Text excerpt:
=== Begin Enclosure ===

I am deeply boring and I love to write things down
Is it boring to say that documentation is my favorite part of working in dbt?
Honestly, probably. Sometimes I look at myself in the mirror and shake my finger and ask “Why are you the way that you are”? And I don’t have a good answer. It’s a complicated set of circumstances that turned me into a killjoy internet clown who just looooveeeeesss a paper trail.
You can’t have too many paper trails in your life. I keep a work journal at the end of most days. It keeps me organized about what I did that day and what I need to get done the next day. My fiancé and I have a family Notion instance where we store documentation around our house, and our wedding. I also store my Substack posts in Notion until I’m ready to throw them on to the internet in front of God and everybody.
I label everything in my email inbox. You will not catch me trying to find a flight confirmation last minute (well, most of the time anyways). That shit got labeled and filed away with a date and a destination as soon as I booked the flight.
I also have a folder in my car where I keep records of every maintenance visit my car has ever had. I am in no way smart enough to remember the last time I got an oil change, so the sticker on my windshield and the receipt from my last oil change in the car maintenance folder are my saving grace.
I’ve also had the same spreadsheet for about 10 years now that I use to budget after every paycheck. You cannot convince me that any of these milquetoast budgeting apps will ever top my spreadsheet. I am specifically looking to shade Rocket Money right now. All the fancy UI in the world won’t change the fact that you somehow consistently think me transferring money from checking to savings is the same as spending that money. It’s literally the opposite. If Rocket Money has no haters, I am dead.
Maintaining and managing the sheer amount of detail that you have to as a functioning adult will either devour you or make you a fiendish documenter. I am that fiendish documenter. Look at me. I’m not smart enough to just remember things. I spent most of 2014 on Tumblr. Any brain cells I had went entirely to Tumblr lore. I have to spend my remaining brain energy on writing everything down so I can enjoy this one wild, precious life instead of drowning in The Tasks. God save us from The Tasks!
I’m huge on documenting my life. Imagine my excitement when I learned how baked-in to the process documentation is when you work in dbt.
This week’s not really going to be that technical. I’m going to point out where documentation should go in your project, sing the praises of the almighty doc block, and dream about some standards in documenting your project that I think should be the law of the land.

=== End Enclosure ===

Work task A:
Answer these about the documentation post, each on its own line:
(i) For about how long has the writer used the same budgeting spreadsheet?
(ii) Where does the writer keep Substack posts until they are ready to publish them?
(iii) What year did the writer spend mostly on Tumblr?
Work task B: Please echo a passage from the documentation post word for word, beginning at the words "I also have" and stopping after "haters, I am dead.".

Provided information:
=== Begin Enclosure ===

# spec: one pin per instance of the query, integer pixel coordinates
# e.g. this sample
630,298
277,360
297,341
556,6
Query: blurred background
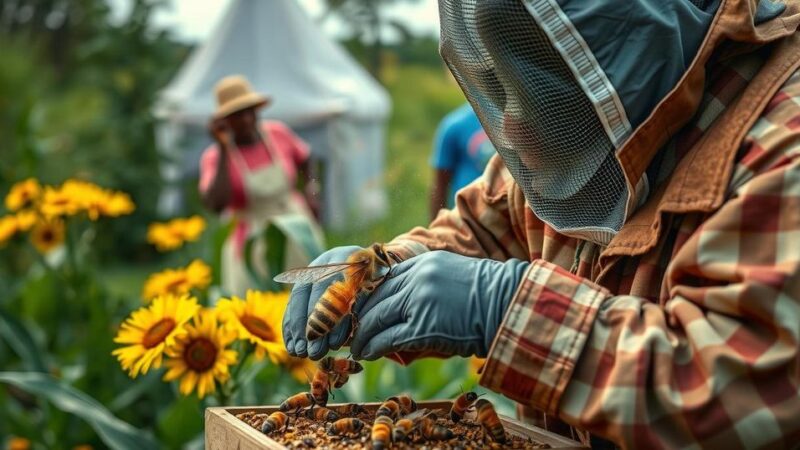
118,92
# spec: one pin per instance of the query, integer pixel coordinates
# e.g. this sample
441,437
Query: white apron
267,195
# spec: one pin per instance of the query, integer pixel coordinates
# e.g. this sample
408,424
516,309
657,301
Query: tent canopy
318,89
283,53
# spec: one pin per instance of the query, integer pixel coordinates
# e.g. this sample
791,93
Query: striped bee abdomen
330,309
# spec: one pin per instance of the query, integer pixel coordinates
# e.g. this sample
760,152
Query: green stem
43,261
71,250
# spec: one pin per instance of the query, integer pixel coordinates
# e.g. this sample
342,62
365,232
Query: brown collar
701,178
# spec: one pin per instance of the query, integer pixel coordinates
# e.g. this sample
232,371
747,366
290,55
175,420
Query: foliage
367,25
74,99
422,97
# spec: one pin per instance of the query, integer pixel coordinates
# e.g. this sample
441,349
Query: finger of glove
387,289
383,343
320,347
295,317
339,334
383,316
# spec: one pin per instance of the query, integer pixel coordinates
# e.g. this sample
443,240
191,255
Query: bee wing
312,274
418,414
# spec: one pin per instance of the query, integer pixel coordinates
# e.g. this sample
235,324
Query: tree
367,24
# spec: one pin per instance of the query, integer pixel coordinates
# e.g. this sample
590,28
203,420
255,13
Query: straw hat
234,93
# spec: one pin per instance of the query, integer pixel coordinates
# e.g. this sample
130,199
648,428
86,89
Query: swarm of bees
397,420
363,271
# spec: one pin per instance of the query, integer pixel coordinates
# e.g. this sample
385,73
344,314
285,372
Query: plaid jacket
688,340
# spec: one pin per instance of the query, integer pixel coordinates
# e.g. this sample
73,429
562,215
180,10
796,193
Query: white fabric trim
585,68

=== End Enclosure ===

Exercise output A:
(i) About 10 years.
(ii) In Notion.
(iii) 2014.

Exercise output B:
I also have a folder in my car where I keep records of every maintenance visit my car has ever had. I am in no way smart enough to remember the last time I got an oil change, so the sticker on my windshield and the receipt from my last oil change in the car maintenance folder are my saving grace.
I’ve also had the same spreadsheet for about 10 years now that I use to budget after every paycheck. You cannot convince me that any of these milquetoast budgeting apps will ever top my spreadsheet. I am specifically looking to shade Rocket Money right now. All the fancy UI in the world won’t change the fact that you somehow consistently think me transferring money from checking to savings is the same as spending that money. It’s literally the opposite. If Rocket Money has no haters, I am dead.